Naar boven ↑

Rechtspraak

Uitspraakdatum

07-05-2012

ECLI

ECLI:NL:TADRARN:2012:YA2714

Zaaknummer

12-58

Inhoudsindicatie

Klacht over het optreden van de advocaat van de wederpartij kennelijk ongegrond. Verweerster heeft de belangen van haar cliënte mogen en moeten behartigen op de wijze waarop zij dat gedaan heeft. Gesteld noch gebleken is dat zij niet in opdracht van haar cliënte heeft gehandeld.

Uitspraak

 12-58

 BESLISSING VAN DE VOORZITTER VAN DE RAAD VAN DISCIPLINE IN HET RECHTSGEBIED VAN HET GERECHTSHOF TE ARNHEM

klager

tegen: verweerster

advocaat te [plaats]

1.

Bij brief van 30 oktober 2011heeft klager een klacht tegen verweerster ingediend bij de deken van de orde van advocaten in het arrondissement Utrecht,

de heer mr. L.J. Böhmer.

De deken heeft de klacht onderzocht. Nadat hoor en wederhoor heeft plaatsgevonden naar aanleiding van de door klager ingediende klacht heeft de deken bij brief van 17 april 2012, ontvangen op 18 april 2012, de klacht alsmede het klachtdossier ter kennis van de raad van discipline gebracht.

******

#### KORTE OPDRACHT A
Maak de alinea uit de uitspraak die begint met "Klacht over het optreden" korter, zonder de belangrijkste feiten weg te laten.
#### KORTE OPDRACHT B
Neem het stuk uit de uitspraak woord voor woord over, vanaf "Bij brief van 30" tot en met "mr. L.J. Böhmer.".
De rijen staan los van de uitspraak.

******

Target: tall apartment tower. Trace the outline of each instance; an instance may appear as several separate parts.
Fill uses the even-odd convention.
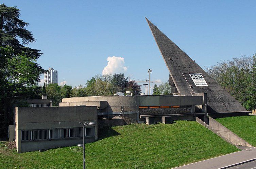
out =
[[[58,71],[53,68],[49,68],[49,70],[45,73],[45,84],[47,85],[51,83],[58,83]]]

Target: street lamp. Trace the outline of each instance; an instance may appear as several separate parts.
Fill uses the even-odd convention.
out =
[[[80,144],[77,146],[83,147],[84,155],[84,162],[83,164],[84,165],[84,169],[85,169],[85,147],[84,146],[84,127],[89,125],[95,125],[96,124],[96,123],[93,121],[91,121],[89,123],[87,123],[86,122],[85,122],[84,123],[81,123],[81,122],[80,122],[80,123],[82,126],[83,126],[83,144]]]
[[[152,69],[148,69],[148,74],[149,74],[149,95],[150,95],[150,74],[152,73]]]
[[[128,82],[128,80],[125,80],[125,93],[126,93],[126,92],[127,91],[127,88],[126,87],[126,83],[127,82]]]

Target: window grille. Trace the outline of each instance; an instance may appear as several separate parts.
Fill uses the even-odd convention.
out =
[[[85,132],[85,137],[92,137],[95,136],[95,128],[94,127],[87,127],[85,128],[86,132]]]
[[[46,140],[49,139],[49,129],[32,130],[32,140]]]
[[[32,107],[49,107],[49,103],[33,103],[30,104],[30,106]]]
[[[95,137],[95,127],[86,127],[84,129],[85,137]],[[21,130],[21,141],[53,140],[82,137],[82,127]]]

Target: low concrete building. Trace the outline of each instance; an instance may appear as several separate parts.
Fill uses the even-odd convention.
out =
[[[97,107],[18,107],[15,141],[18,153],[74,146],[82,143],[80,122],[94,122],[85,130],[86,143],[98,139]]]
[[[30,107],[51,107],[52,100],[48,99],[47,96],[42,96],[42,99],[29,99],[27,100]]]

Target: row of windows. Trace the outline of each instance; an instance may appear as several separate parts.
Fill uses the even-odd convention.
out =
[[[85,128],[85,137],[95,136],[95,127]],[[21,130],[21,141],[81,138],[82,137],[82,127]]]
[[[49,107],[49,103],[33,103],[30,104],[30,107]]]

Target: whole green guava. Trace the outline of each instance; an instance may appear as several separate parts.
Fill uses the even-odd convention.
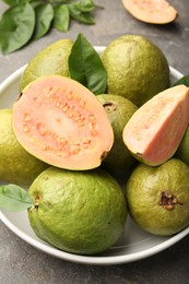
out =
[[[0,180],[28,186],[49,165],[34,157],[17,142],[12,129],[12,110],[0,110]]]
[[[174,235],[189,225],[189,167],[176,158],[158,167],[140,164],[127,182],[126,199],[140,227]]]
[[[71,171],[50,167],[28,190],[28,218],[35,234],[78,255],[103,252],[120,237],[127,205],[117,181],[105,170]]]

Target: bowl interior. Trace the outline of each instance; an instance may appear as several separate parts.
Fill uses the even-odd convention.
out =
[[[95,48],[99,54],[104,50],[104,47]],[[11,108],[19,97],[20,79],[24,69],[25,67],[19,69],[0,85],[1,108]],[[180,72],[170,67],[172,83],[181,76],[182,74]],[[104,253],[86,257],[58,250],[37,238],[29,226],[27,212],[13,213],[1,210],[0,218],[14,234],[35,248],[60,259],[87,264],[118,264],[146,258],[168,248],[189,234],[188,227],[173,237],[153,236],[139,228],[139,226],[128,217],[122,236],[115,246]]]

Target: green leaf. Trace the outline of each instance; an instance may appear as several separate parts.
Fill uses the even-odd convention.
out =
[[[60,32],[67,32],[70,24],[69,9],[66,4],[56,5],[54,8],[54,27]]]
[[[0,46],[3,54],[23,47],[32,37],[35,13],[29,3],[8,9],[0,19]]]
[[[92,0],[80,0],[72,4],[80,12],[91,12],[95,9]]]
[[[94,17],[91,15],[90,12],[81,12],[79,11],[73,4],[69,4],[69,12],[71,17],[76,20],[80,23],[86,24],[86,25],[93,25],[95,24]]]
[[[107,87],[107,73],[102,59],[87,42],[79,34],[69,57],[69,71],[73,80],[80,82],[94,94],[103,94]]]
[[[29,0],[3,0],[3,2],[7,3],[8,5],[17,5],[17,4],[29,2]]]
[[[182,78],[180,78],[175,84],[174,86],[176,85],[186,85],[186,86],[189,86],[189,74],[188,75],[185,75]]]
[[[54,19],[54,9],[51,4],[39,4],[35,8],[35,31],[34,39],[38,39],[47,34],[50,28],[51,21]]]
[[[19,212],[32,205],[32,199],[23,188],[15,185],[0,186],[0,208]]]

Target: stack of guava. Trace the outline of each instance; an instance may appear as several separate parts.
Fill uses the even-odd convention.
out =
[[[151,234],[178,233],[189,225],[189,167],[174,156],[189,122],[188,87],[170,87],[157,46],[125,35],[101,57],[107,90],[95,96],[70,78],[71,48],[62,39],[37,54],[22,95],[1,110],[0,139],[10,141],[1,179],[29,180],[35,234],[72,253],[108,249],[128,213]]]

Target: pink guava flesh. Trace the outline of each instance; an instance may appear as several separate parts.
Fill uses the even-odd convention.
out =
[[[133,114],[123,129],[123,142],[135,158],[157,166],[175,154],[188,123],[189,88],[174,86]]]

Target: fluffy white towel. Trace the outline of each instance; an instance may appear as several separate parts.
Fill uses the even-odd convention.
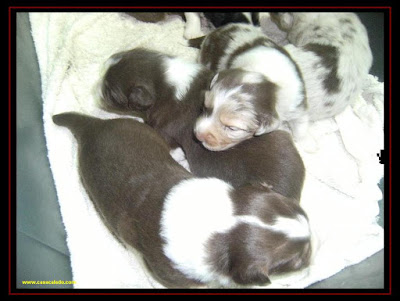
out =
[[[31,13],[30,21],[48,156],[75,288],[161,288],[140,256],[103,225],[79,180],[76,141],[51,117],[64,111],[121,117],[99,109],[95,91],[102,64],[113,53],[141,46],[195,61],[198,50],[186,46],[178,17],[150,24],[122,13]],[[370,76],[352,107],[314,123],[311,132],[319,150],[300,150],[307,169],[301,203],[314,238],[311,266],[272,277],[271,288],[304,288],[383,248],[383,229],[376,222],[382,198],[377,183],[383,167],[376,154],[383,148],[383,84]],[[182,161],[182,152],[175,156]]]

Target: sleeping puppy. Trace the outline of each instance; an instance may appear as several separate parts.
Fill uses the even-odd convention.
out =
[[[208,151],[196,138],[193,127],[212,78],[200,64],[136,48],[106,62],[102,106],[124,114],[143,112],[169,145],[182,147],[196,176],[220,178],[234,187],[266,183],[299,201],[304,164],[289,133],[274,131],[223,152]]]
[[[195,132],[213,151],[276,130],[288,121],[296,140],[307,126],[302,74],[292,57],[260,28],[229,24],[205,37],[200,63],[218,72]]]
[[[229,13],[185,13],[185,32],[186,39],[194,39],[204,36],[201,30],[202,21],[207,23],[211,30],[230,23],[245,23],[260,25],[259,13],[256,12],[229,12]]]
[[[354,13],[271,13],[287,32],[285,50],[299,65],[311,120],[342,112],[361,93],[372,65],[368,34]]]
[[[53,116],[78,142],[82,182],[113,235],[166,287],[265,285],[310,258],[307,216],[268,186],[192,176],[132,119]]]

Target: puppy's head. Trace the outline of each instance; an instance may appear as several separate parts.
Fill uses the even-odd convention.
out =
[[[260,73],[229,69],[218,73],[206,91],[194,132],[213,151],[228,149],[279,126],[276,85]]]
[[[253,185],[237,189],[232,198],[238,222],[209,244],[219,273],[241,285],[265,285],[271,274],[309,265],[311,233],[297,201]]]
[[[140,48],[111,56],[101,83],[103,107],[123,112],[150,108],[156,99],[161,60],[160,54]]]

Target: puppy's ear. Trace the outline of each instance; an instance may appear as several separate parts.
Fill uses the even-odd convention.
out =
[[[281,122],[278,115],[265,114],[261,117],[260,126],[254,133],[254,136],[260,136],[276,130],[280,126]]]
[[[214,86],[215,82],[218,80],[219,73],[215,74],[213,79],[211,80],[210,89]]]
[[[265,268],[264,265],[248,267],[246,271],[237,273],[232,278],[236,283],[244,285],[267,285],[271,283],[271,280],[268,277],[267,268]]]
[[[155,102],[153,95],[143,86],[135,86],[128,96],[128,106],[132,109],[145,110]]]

******

#### OPLOSSING A
De klacht over de advocaat van de wederpartij is kennelijk ongegrond. Verweerster mocht en moest de belangen van haar cliënte zo behartigen. Er is niet gesteld of gebleken dat zij zonder opdracht van haar cliënte handelde.

#### OPLOSSING B
Bij brief van 30 oktober 2011heeft klager een klacht tegen verweerster ingediend bij de deken van de orde van advocaten in het arrondissement Utrecht,

de heer mr. L.J. Böhmer.